Supplied material START

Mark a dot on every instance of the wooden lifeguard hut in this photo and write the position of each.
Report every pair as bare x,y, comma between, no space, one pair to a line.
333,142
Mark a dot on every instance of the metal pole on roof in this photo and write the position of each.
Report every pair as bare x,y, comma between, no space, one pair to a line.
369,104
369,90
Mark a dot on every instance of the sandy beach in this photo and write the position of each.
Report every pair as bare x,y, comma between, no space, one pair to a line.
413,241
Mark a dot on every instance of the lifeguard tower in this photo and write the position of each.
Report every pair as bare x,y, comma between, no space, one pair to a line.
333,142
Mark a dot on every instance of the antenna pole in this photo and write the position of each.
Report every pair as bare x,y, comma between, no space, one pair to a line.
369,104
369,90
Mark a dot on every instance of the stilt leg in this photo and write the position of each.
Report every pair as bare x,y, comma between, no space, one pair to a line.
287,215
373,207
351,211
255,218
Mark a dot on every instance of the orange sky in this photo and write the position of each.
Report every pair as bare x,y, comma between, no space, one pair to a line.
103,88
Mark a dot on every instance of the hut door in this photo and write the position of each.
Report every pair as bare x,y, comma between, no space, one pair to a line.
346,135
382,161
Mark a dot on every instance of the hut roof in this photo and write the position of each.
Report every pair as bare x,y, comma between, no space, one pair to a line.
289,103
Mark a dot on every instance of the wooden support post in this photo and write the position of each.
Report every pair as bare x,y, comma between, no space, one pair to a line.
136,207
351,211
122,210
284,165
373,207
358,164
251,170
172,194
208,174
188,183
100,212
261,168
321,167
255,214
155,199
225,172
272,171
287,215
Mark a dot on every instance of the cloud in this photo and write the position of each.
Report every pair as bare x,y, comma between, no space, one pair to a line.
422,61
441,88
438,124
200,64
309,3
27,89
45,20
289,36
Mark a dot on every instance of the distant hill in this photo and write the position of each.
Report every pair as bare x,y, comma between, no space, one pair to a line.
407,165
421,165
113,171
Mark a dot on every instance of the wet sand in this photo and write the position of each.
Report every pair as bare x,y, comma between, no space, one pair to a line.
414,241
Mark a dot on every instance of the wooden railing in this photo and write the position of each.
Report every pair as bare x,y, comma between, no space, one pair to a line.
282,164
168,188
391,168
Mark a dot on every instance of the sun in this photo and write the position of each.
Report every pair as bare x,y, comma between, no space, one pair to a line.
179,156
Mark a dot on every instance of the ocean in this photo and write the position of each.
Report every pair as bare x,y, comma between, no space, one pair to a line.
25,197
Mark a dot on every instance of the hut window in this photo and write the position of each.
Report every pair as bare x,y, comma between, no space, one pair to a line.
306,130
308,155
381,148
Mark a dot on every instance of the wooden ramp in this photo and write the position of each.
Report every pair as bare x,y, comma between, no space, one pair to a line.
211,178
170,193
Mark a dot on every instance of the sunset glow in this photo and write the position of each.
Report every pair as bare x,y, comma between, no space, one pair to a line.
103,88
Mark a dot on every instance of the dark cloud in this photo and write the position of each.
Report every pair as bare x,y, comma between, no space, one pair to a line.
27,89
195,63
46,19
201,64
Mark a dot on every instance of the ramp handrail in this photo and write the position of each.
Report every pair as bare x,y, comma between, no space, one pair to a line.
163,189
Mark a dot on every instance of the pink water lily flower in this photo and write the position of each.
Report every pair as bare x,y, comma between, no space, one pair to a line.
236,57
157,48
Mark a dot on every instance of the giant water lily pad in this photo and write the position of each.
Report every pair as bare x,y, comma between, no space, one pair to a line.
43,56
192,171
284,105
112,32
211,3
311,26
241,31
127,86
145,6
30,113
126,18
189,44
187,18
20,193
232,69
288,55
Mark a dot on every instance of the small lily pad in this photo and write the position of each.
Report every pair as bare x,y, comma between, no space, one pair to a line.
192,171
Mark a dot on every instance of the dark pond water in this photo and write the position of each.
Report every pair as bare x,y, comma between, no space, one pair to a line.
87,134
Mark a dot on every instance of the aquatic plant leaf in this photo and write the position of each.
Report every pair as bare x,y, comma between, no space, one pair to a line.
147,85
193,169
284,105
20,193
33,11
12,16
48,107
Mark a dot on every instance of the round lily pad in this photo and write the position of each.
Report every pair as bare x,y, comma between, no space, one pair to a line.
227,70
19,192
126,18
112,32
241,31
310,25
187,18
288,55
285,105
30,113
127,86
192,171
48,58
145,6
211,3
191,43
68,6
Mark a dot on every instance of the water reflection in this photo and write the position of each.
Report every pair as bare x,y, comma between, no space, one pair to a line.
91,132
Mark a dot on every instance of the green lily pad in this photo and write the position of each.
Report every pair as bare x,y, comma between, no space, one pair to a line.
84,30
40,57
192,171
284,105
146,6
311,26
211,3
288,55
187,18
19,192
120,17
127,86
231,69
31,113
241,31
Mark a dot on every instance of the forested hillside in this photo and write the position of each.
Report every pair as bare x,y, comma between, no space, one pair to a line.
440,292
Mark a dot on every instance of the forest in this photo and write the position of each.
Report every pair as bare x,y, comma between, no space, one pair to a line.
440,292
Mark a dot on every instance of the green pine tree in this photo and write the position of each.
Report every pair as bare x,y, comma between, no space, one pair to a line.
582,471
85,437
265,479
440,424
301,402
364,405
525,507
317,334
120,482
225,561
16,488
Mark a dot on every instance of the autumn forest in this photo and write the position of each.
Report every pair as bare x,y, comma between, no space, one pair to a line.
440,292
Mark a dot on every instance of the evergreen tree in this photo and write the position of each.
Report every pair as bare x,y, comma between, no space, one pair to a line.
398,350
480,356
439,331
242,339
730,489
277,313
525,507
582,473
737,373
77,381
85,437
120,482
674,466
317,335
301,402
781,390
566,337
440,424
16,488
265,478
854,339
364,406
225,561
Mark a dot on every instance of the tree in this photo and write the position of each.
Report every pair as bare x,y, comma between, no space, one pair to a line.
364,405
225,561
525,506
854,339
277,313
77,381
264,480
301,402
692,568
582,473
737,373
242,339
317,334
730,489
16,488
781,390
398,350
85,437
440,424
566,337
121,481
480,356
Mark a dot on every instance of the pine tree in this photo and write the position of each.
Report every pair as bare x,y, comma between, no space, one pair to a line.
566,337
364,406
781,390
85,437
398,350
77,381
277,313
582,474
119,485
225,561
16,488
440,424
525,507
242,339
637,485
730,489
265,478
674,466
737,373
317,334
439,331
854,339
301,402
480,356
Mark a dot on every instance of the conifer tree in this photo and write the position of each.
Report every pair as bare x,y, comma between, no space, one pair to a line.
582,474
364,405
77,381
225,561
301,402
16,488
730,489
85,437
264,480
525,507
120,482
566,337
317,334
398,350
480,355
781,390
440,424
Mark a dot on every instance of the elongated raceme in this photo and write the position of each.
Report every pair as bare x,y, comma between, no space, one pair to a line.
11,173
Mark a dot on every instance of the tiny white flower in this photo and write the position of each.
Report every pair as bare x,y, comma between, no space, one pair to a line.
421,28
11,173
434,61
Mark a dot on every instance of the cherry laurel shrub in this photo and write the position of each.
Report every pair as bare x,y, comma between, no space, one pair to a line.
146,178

Supplied material END

→ **About this exercise**
Copy out the entire listing above exactly.

→ **Written answer**
Mark a dot on every instance of the wooden lifeguard hut in this photo and write the position of each.
Report every pair as bare x,y, comma between, no space, one pair to a line.
333,142
Mark a dot on every instance of the metal pole on roof in this photo and write the position of each.
Report every pair as bare x,y, comma between, no space, one pair to a line.
369,104
369,90
Mark a dot on every instance of the sandy beach in this photo and write the position of each.
Report every pair as bare x,y, comma between, no space, one pair to a line.
413,241
Mark a dot on every instance of the lifeguard tower in this photo and write the position of each.
Report every pair as bare x,y, comma between, no space, one pair to a line.
333,142
Mark a dot on every instance of the antenna pole in this photo and write the position of each.
Report every pair as bare x,y, comma between, no space, one pair to a line.
369,104
369,90
Mark a dot on every instance of the stilt leg in this photo and write the position of each.
Report every pair as bare x,y, comma between, no space, one pair to a line.
287,215
373,207
351,211
255,218
Mark a dot on every instance of the orange sky in this photo and write the position of each.
Report every pair as bare x,y, comma between, no space, one pair to a line.
103,88
Mark a dot on every instance of the hut door in this photo and write the position of each.
Report every pair as bare x,y, comma between, no space, one pair to a line.
346,135
382,161
Mark a dot on every instance of the hut roof in this photo and write the position of each.
Report every pair as bare x,y, comma between, no space, one pair to a line.
289,103
Mark a dot on every instance of the wooden support post in this photo and write the position of each.
Report every pair as bare x,y, comma between, no space, one pair to a line.
136,207
351,211
122,210
284,165
373,207
358,164
251,170
172,194
208,174
188,183
100,212
261,168
321,167
255,214
155,199
225,172
272,171
287,215
Mark a dot on every instance of the cloud in this photo and write the position of each.
Report every pair as bare x,y, comma between, no space, one pair to a line.
422,61
441,88
438,124
200,64
309,3
27,89
45,20
289,36
Mark a dot on every instance of the distant hill in this photo and write the position of each.
Report every pair as bare x,y, comma between, no space, one pair to a line.
407,165
421,165
113,171
Mark a dot on every instance of the wet sand in this photo and write the position of each.
Report every pair as bare x,y, comma between, no space, one pair to a line.
414,241
Mark a dot on every instance of the wooden railing in this photo and write the position of each.
Report every pair as bare x,y, comma between, no space, one pair to a line.
282,164
168,188
391,168
Mark a dot on every instance of the sun in this photo and write the position of each.
Report every pair as bare x,y, comma between, no space, one pair to a line.
179,156
Mark a dot on every instance of the ocean in this photo and write the position of each.
Report every pair as bare x,y, comma between, no space, one pair to a line.
25,197
Mark a dot on every instance of the hut window in this photo and write the position of each.
Report every pair as bare x,y, comma between, no space, one pair to a line.
306,130
308,155
381,148
Mark a dot on every instance of the wooden ramp in this photo and write the position of each.
Report every pair as bare x,y, comma between, no space, one pair to a line.
211,178
170,193
Mark a dot on every instance of the sunset glow in this photo and write the position of each.
Report every pair as bare x,y, comma between, no space, one pair to a line.
103,88
Mark a dot on every instance of the dark cloud in this photo and write the position of each.
Report every pair as bare x,y, comma between, no space, one pair to a line.
27,89
195,63
46,19
201,64
Mark a dot on every instance of the ramp handrail in this photo and write the position of each.
Report every pair as bare x,y, comma between, no space, one pair to a line.
163,189
Mark a dot on every instance of the pink water lily flower in this photo and write the position of each.
Report every pair as bare x,y, comma between, no space, one pair to a line.
236,57
157,48
Mark a dot on every instance of the giant water lily pad in this photo and write the position of each.
Report every pair as bare x,y, comma between, no space, one pair to a line.
43,56
192,171
284,105
112,32
211,3
311,26
241,31
127,86
145,6
30,113
126,18
189,44
187,18
20,193
232,69
288,55
Mark a dot on every instance of the small lily pad in this photo and write the position of each.
Report every pair as bare x,y, comma between, no space, one pair to a line.
192,171
Mark a dot on every instance of the dark pond water in this photo and write the position of each.
Report every pair as bare x,y, comma between, no space, one pair to a line.
87,134
Mark a dot on every instance of the aquatic plant leaf in this photo and write the position of each.
Report every pair as bare x,y, comma between, no space, one pair to a line.
147,85
193,169
284,105
20,193
33,11
12,16
48,107
Mark a dot on every instance of the round lily pad in this photo and write the position of each.
Report every pair as bare x,y, comma between, no space, one pair to a line.
227,70
19,192
126,18
112,32
241,31
310,25
187,18
288,55
285,105
30,113
127,86
192,171
48,58
145,6
211,3
191,43
68,6
Mark a dot on every instance of the water reflection in this photo and write the position of each.
Report every pair as bare x,y, comma between, no space, one pair to a line.
91,132
Mark a dot on every instance of the green lily pad in this photo and write the position of each.
Report every pair as bare x,y, comma between, no space, one pair to a line.
84,30
40,57
192,171
284,105
146,6
311,26
211,3
288,55
187,18
19,192
120,17
127,86
231,69
31,113
241,31
Mark a dot on every instance of the forested hillside in this photo and write the position of each.
Report every pair as bare x,y, comma between, no space, one pair to a line.
440,292
Mark a dot on every instance of the forest in this photo and write the position of each.
Report every pair as bare x,y, comma between, no space, one pair to a line.
440,292
Mark a dot on every instance of the green pine tree in this photo and write the position of each.
Report every pair as bare x,y, comma between, no space, one pair to a line.
582,471
85,437
265,479
440,424
301,402
364,405
525,507
317,334
120,482
225,561
16,488
Mark a dot on every instance of the autumn forest in this photo and write the position of each.
Report every pair as bare x,y, comma between, no space, one pair to a line.
440,292
Mark a dot on every instance of the evergreen tree in this photo and write the position of each.
Report every pair as bare x,y, comma between, no space, one pair to a line.
398,350
480,356
439,331
242,339
730,489
277,313
525,507
582,473
737,373
77,381
85,437
120,482
674,466
317,335
301,402
781,390
566,337
440,424
16,488
265,478
854,339
364,406
225,561
Mark a dot on every instance of the tree in this photo and write the position of each.
Report every pair as bare x,y, comma between, no space, one pair to a line.
364,405
225,561
525,506
854,339
277,313
77,381
264,480
301,402
692,568
582,473
737,373
242,339
317,334
730,489
16,488
781,390
398,350
85,437
440,424
566,337
121,481
480,356
Mark a dot on every instance of the pine tree in this photo and write the position of each.
Report every pair as bare x,y, comma between, no space, one pair to a line.
566,337
364,406
781,390
85,437
398,350
77,381
277,313
582,474
119,485
225,561
16,488
440,424
525,507
242,339
637,485
730,489
265,478
674,466
737,373
317,334
439,331
854,339
301,402
480,356
Mark a dot on every instance of the conifer tree in this photo and write the position of each.
Report every pair as bare x,y, comma between, no space, one pair to a line.
582,474
364,405
77,381
225,561
301,402
16,488
730,489
85,437
264,480
525,507
120,482
566,337
317,334
398,350
480,355
781,390
440,424
Mark a dot on every instance of the elongated raceme in this photo and write the position of each.
Report every pair as bare x,y, comma between, no space, one pair to a line.
11,173
Mark a dot on every instance of the tiny white flower in this photo and write the position of each.
Report every pair as bare x,y, comma between, no space, one pair to a line.
421,28
11,173
434,61
Mark a dot on every instance of the cherry laurel shrub in this photo and write the position of each.
Report every pair as bare x,y, comma between, no space, one pair to a line.
146,178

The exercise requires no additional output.